■ Your objective
List every language model or model architecture named in the Hacker News thread below.

■ Provided passage
━━━━━━━━━━━━━━━━━━━━

Hacker News new | ask | show | jobs
by kla-s 611 days ago
Please someone correct me if I’m wrong, but my understanding of ML/LLMs is that this kind of hand crafting has been tried, but it is easier to train/less finicky to let behavior like this emerge from more data, see [1] “Bitter Lesson” and [2] “Scaling Laws”.

MAMBA as an architecture claims to have some significant gains performance wise, but to my knowledge there haven't been any really large models (>~100B params) with open weights/leaked MAMBA architecture been disclosed other than this (7B).

As mentioned by other comments, another dimension not to forget is the training data quality. Not only quantity but also quality really matters, is what we are learning more and more with LLMs..

[1] http://www.incompleteideas.net/IncIdeas/BitterLesson.html [2] see eg https://m.youtube.com/watch?v=5eqRuVp65eY&pp=ygUMU2NhbGluZyB... for a well made/easily digestable intro

1 comments

Jamba 1.5 Large is 398B params (94B active) and weights are available.

https://arxiv.org/abs/2408.12570

Thanks for the link. The benchmark results aren't too impressive for its size but it likely hasn't been trained as thoroughly as llama (I couldn't find the training size in the paper but I doubt they have access to as much compute as Meta) so it still feels encouraging that it doesn't look ridiculous either.
Not as much as meta, no. But AI21 labs is partnered with Amazon and did a ~$200M funding round last year IIRC so still plenty of funds for training big models
Thanks, missed that one.

For context gpt-4 is supposedly @ 1.8T params.

━━━━━━━━━━━━━━━━━━━━

(Dataset excerpts)
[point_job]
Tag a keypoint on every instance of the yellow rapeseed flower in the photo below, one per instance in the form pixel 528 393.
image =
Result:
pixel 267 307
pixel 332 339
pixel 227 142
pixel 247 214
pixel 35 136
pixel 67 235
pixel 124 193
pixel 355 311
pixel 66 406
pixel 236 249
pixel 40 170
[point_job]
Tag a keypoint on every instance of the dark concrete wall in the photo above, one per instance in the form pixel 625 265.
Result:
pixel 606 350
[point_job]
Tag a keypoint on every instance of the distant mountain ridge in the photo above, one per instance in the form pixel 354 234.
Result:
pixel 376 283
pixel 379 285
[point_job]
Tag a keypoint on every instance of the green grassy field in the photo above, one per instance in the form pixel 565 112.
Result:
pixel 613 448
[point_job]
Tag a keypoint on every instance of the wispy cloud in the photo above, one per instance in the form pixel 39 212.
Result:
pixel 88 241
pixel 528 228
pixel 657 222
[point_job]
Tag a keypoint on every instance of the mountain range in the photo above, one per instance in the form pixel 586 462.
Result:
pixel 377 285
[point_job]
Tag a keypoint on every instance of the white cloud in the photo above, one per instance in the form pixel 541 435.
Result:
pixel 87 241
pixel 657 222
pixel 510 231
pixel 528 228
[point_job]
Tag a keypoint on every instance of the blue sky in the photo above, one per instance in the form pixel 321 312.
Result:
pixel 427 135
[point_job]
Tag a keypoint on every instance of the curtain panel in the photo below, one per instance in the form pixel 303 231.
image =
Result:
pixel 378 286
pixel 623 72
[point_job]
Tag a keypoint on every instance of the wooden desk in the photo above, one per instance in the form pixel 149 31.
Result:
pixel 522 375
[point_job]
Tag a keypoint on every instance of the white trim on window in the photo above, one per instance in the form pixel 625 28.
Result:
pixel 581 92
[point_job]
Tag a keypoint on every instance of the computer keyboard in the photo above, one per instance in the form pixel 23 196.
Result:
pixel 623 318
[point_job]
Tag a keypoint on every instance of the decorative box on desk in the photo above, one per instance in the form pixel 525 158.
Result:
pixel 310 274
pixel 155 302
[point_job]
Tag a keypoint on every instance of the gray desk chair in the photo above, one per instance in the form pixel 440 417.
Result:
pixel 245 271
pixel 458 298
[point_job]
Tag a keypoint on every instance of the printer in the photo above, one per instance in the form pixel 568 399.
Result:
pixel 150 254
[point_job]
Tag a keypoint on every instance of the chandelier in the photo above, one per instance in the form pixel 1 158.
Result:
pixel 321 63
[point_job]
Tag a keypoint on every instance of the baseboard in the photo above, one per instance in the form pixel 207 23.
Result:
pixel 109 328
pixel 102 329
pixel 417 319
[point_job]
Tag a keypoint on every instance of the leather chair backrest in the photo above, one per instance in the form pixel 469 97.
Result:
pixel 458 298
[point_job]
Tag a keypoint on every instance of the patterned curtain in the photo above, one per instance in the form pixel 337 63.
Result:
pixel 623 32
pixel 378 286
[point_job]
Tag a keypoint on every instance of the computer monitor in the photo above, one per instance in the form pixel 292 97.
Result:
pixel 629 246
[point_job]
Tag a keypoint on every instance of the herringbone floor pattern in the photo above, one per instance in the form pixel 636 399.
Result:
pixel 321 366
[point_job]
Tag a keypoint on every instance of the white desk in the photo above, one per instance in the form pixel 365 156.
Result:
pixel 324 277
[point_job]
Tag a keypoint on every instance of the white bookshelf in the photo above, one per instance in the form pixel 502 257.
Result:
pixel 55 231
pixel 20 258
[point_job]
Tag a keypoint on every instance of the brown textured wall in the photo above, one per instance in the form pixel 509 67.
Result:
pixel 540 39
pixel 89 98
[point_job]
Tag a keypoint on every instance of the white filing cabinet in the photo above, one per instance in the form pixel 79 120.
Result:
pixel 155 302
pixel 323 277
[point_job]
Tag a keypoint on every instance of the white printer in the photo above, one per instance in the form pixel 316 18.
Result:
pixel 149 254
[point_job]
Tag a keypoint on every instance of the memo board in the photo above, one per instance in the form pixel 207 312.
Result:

━━━━━━━━━━━━━━━━━━━━

■ Solution for this task
- MAMBA
- Jamba 1.5 Large
- llama
- gpt-4